Write out the data exactly, every line included.

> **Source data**
----------
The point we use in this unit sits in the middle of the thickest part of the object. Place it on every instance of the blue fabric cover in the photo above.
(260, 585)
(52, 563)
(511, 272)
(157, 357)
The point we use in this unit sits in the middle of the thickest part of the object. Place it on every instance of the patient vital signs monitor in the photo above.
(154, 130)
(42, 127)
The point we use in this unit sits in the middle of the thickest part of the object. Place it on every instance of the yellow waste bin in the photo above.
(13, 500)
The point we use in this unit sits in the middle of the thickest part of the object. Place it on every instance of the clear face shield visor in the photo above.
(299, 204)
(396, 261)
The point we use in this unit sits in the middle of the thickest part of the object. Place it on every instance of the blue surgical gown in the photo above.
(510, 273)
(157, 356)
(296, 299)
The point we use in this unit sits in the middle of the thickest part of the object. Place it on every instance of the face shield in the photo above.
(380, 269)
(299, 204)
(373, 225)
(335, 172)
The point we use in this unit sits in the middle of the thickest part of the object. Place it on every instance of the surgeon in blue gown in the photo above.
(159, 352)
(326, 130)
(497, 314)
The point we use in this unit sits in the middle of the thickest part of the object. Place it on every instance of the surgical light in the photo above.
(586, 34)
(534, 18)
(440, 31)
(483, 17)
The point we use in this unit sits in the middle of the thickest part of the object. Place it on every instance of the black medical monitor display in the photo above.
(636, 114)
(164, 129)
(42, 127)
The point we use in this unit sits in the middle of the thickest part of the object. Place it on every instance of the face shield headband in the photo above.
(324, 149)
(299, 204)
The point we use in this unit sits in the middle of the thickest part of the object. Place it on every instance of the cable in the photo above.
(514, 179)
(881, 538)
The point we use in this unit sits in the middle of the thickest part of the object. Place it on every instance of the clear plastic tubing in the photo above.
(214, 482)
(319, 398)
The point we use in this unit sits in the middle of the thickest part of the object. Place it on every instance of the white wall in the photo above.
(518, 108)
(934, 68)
----------
> **Solution to this problem**
The point we use in this unit sits in the middle of the thickest part of the object. Place it on every instance of the blue fabric cover in the photo above.
(260, 585)
(52, 563)
(511, 272)
(157, 357)
The point we use in this unit sits in the middle of the thickest part of the object. Place it on every instance of the patient vital signs monitor in the photo above.
(154, 130)
(42, 127)
The point we use in this unit sits in the middle of the thickest part of the object. Place it on every instance of the yellow waste bin in the photo above.
(13, 500)
The point we use in this unit sits in the middle of the thickest part of the object. Place it on every instance of the clear face shield visor in the photo above.
(299, 204)
(396, 261)
The point we use in this unit sits in the middle of the thickest part of the object. Place it on every instance of the blue surgical gown in the photo above.
(510, 273)
(157, 356)
(296, 299)
The point we use in this unit sits in the middle of the thickest part of the object. Place it on every instance of the face shield in the photo above.
(380, 269)
(299, 204)
(373, 225)
(335, 172)
The point we use in this unit sits in the middle of the thickest part of the object. Place it on every instance of the surgeon in blue gown in the photo above.
(159, 352)
(326, 130)
(497, 314)
The point we use in this unit sits in the middle of the thickest part of the object. Place it on every instance of the surgical light in the photo above.
(586, 34)
(534, 18)
(440, 31)
(483, 17)
The point we use in this unit sits in the middle of the thickest part of the object. Place it on every instance of the black medical monitor display in the photo above.
(636, 114)
(164, 129)
(42, 127)
The point we use in this unit sits in the middle of the thickest part of the object. Place it on every instance of the face shield headband in the photo above.
(324, 149)
(299, 204)
The point we use in this unit sits in the middle of the thickest part of the object. Place it on every instance of the cable in the photo above.
(514, 179)
(881, 538)
The point we use in this unit sits in the middle of the thickest part of the object. Place it on every instance of the clear plastic tubing in the photo above.
(214, 482)
(319, 398)
The point we use in this unit sits in the middle of the thickest part of the object. Place it on every instance of the white wall in the photo above.
(518, 108)
(934, 68)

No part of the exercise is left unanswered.